**WHAT THE TASK ASKS**.
Exactly as written, quote every line that follows, skipping the images.

**RECORDED INFORMATION**.

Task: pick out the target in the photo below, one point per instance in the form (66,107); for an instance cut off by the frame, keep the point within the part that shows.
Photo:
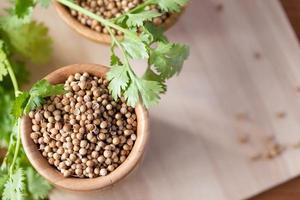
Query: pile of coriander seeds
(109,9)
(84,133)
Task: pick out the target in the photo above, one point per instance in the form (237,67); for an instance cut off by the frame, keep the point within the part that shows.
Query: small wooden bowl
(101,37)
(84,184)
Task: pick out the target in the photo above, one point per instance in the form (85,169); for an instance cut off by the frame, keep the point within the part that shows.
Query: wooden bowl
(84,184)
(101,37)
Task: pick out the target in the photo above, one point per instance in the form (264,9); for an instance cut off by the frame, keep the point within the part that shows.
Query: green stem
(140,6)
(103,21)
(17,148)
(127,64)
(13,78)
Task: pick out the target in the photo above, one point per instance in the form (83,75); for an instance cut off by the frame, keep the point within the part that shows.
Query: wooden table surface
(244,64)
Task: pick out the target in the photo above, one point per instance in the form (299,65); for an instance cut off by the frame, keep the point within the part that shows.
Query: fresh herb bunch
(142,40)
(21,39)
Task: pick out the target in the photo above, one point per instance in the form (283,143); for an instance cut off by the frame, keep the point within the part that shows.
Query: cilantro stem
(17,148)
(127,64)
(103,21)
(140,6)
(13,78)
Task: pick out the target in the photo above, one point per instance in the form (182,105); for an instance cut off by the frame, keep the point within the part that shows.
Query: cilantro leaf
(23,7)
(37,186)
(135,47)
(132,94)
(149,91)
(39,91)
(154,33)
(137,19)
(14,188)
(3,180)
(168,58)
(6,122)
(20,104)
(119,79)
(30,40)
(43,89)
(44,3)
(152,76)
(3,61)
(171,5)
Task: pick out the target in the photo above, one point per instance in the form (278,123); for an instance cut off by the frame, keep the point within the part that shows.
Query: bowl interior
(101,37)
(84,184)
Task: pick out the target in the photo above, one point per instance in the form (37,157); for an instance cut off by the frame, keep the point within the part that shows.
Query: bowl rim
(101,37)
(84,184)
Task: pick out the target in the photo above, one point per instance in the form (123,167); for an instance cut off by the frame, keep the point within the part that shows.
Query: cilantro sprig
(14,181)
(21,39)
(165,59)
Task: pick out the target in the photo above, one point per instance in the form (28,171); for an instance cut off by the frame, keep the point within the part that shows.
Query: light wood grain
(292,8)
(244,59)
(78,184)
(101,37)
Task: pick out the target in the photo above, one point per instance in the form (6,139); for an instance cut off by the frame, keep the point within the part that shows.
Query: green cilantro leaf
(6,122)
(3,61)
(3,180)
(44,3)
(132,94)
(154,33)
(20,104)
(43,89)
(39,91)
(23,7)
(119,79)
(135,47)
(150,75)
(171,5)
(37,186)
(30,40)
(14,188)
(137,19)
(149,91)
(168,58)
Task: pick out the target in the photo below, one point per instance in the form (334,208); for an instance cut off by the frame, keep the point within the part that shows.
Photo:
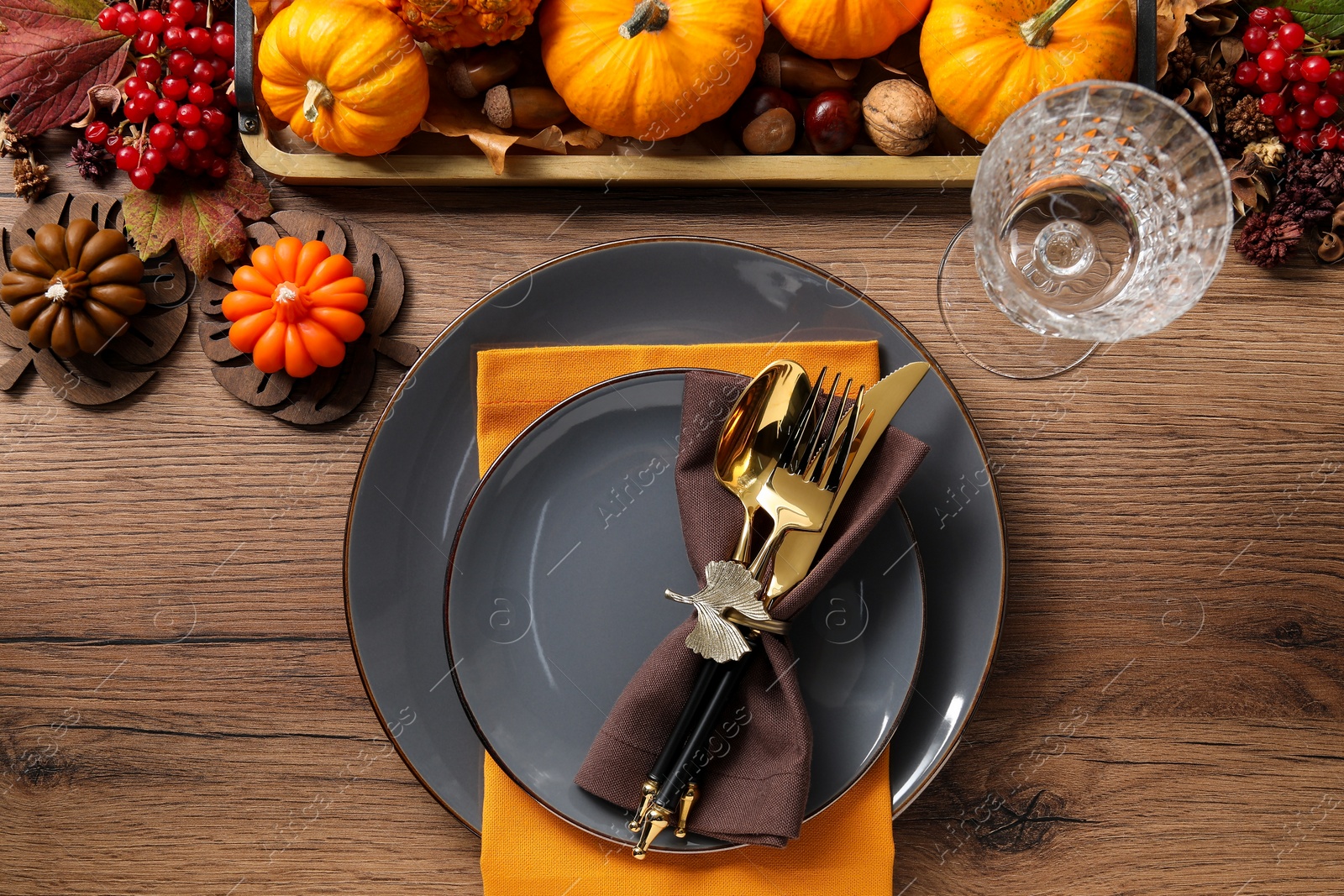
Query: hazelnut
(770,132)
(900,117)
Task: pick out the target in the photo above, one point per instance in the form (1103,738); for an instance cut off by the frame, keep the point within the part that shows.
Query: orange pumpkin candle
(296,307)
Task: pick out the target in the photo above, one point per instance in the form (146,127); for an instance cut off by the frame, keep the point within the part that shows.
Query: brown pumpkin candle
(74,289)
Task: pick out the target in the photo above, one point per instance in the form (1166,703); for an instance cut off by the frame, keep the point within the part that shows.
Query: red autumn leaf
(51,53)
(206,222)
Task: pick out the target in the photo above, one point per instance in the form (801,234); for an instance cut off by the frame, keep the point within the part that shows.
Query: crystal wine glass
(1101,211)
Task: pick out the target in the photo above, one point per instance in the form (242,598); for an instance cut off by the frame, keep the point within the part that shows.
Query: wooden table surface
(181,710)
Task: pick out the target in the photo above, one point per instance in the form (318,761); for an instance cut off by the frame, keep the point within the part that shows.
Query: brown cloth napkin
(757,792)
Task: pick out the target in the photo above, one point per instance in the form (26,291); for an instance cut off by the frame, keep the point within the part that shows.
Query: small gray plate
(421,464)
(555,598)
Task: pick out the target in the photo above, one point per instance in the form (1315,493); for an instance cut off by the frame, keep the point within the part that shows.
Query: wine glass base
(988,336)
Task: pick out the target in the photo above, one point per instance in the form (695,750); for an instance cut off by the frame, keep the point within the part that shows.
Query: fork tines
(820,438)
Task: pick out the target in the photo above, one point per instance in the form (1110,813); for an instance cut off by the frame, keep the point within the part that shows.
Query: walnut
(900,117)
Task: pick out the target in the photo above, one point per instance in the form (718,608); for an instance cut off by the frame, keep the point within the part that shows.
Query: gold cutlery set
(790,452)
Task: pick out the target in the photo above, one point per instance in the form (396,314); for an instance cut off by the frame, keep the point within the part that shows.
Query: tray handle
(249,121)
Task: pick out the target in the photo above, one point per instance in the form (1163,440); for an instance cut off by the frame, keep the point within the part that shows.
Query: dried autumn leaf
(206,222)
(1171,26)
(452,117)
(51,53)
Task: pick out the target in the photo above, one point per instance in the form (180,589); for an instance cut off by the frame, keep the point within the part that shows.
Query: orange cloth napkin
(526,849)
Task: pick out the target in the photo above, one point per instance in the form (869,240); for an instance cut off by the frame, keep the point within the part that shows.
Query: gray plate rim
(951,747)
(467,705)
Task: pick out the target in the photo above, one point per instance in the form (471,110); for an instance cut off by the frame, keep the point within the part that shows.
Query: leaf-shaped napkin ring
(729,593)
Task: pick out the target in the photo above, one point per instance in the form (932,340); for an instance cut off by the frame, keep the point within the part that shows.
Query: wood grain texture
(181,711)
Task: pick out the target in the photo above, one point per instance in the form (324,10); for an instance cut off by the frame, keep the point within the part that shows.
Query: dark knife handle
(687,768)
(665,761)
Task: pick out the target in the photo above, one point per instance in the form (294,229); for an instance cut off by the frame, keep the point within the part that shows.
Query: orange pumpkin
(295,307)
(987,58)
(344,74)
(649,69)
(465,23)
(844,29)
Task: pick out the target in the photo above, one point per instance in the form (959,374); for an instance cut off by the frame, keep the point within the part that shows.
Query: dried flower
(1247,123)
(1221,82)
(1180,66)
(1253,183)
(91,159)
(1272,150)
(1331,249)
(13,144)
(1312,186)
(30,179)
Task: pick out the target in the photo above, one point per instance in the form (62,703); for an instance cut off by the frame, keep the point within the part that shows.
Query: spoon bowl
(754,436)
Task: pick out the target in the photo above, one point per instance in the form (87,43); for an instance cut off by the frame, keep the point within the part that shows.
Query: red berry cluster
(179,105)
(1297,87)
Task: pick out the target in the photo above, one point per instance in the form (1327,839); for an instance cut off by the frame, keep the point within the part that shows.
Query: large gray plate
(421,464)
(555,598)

**TASK OUTPUT**.
Task: pick out the target in the photo below, one point per instance in the form (66,107); for an instance cut off by the frame, keep the point within the part that shows.
Photo:
Query: pile of coriander seeds
(109,9)
(84,133)
Task: pick out the target in the photo above, one point per instance in the form (237,67); for an instance cut off by the frame, keep the point within the part that shows.
Query: small wooden bowl
(101,37)
(84,184)
Task: pick out the target in the photo above, one point per instance in the form (85,169); for an instance cut off by the frame, keep the point within the part that shows.
Query: wooden bowl
(84,184)
(101,37)
Task: pick out the target in the photo above, one point per instance in the form (264,9); for an instance cut off by the frame, keep the point within the part that shows.
Query: green stem
(140,6)
(103,21)
(17,148)
(127,64)
(13,78)
Task: pick out the target in the photo above, one point per instance in the form (83,75); for an instance cut off by the frame, keep the point within the part that shows.
Query: wooden table surface
(244,64)
Task: pick out the target in the photo above, one point per instance in the form (299,65); for an instance cut off by the frame, keep the point within the part that shows.
Query: fresh herb bunch
(142,40)
(21,39)
Task: pick out the target in the photo above, one point per instance in the form (283,143); for an instance cut off by the frame, keep the point within the part that shows.
Query: cilantro stem
(17,148)
(127,64)
(103,21)
(140,6)
(13,78)
Task: pick out the target in the photo above, one point per instance in the form (182,105); for an instance cut off by the frame, keep the point within the part that shows.
Query: cilantro leaf
(23,7)
(37,186)
(135,47)
(132,94)
(149,91)
(39,91)
(154,33)
(137,19)
(14,188)
(3,180)
(168,58)
(6,122)
(20,104)
(119,79)
(30,40)
(43,89)
(44,3)
(152,76)
(3,61)
(171,5)
Task: pick out the target in the photo above, one point per instance in the form (278,123); for an instance cut off by the frame, keep the point within the part that shows.
Query: bowl interior
(101,37)
(84,184)
Task: pick out the target in the photo above, one point per instance in the form (37,157); for an instance cut off by the frame, keep the point within the part that shows.
Query: bowl rim
(101,37)
(84,184)
Task: pick out the target in the photo above, one point per instance in the form (123,167); for an instance cut off by the frame, keep the point within the part that shows.
Query: cilantro sprig
(14,181)
(21,39)
(165,59)
Task: pick out the target in the photo above, one point per instance in the form (28,171); for an instance cut off by the frame, keep the point within the part that shows.
Query: light wood grain
(292,8)
(244,59)
(78,184)
(101,37)
Task: pick out the target in the photo above, one point per instance in the form (6,139); for an instance cut off by the frame, keep the point within the part that shows.
Query: green cilantro leaf
(6,122)
(3,61)
(3,180)
(44,3)
(132,94)
(154,33)
(20,104)
(43,89)
(39,91)
(23,7)
(119,79)
(135,47)
(150,75)
(171,5)
(37,186)
(30,40)
(14,188)
(137,19)
(149,91)
(168,58)
Task: pick out the target in the photo below, one point per instance in the form (334,208); for an instance cut off by the frame, keep the point within the part that shows.
Photo:
Query: hazelnut
(770,132)
(900,117)
Task: pick out the target in the photo above, one point per instance in the form (1103,738); for an instance cut off by the frame, keep the point within the part that shows.
Query: orange pumpkin candle
(296,307)
Task: pick out the target in the photo above, one point per instance in the form (146,127); for an instance cut off by the frame, keep the point within the part that shows.
Query: brown pumpkin candle
(74,289)
Task: pick out the target in the photo above, one point per instance in the form (1166,703); for an instance cut off by the frame, keep the point within the part that shows.
Query: red autumn leaf
(51,53)
(206,222)
Task: pick out the target in the photo above, one point per instance in the form (801,234); for an instance cut off by the frame, keep the point within the part that shows.
Query: crystal wine glass
(1101,211)
Task: pick out the target in the photo above, one point per instance in the form (242,598); for an instance cut off by the frame, keep the point within the part that shows.
Query: wooden table surface
(181,710)
Task: pick out the target in the photo above, one point per instance in the form (318,761); for an instance cut off by the frame, keep the point within the part that shows.
Query: brown cloth napkin
(757,792)
Task: pick out the target in the photo above, one point per instance in the form (26,291); for an instance cut off by the frame, keep the point within the part that shows.
Query: small gray plate
(421,464)
(555,598)
Task: pick out the target in the photo above, one point per instance in the form (1315,493); for an instance cut off by the frame, keep the point within the part that shows.
Query: wine glass base
(988,336)
Task: pick out the target in the photo above, one point per instance in the form (695,750); for an instance cut off by the frame, keep the point within the part that shows.
Query: fork tines
(820,438)
Task: pick out the target in the photo above, one point per instance in the form (1110,813); for an instance cut off by the frame, keep the point within the part that shows.
Query: walnut
(900,117)
Task: pick out the target in the photo above, one point per instance in the form (718,608); for an instance cut off by the frame, keep the point within the part that shows.
Query: gold cutlery set
(790,452)
Task: pick out the target in the photo above, one point per instance in the form (396,314); for an instance cut off by the frame, keep the point within the part that shows.
Query: tray handle
(249,121)
Task: pick out the target in the photo above, one point per instance in the form (1163,440); for an instance cut off by the frame, keep the point within the part that shows.
Query: dried autumn leaf
(206,222)
(1171,26)
(452,117)
(51,53)
Task: pick out the target in the photo above, one point per instance in the form (180,589); for an instance cut off by the frame, keep the point within the part that shows.
Query: orange cloth napkin
(526,849)
Task: pick out the target in the photo above, one point per instance in the form (869,240); for an instance cut off by the frame, keep the point within the part that shows.
Query: gray plate rim
(951,747)
(467,705)
Task: pick out the target in the photo above, one point per instance in the form (471,110); for an instance cut off by the frame, keep the point within the part that shows.
Query: leaf-shaped napkin ring
(729,593)
Task: pick out the target in the photo above, one point per instance in the form (932,340); for an instance cut off by the frame, keep the point within the part that shows.
Query: wood grain texture
(181,711)
Task: pick out the target in the photo above, one point per instance in the form (324,10); for an instance cut off by the frame, keep the point within the part that shows.
Query: dark knife handle
(687,768)
(665,761)
Task: pick out the target in the photo above, one point per instance in the form (294,229); for an instance cut off by the frame, keep the point within the part that shows.
Query: orange pumpkin
(295,307)
(987,58)
(344,74)
(649,69)
(465,23)
(844,29)
Task: pick out the target in the photo above, one point per instance in the form (959,374); for an instance cut off by the frame, keep the point within the part that shows.
Query: dried flower
(1247,123)
(1221,82)
(1180,66)
(1253,183)
(91,159)
(1272,150)
(1331,249)
(13,144)
(1312,186)
(30,179)
Task: pick out the target in the photo above, one point per instance in the form (62,703); for an instance cut off by the frame, keep the point within the part that shows.
Query: spoon bowl
(754,436)
Task: pick out the target in the photo above, one point per instance in the form (87,43); for an instance cut off by the frame, keep the point within the part that shows.
Query: red berry cluster
(179,105)
(1297,87)
Task: pick out the target in the photo above, one point per instance in the form (1327,839); for an instance cut off by the frame, keep the point within the part that shows.
Query: large gray plate
(421,464)
(555,598)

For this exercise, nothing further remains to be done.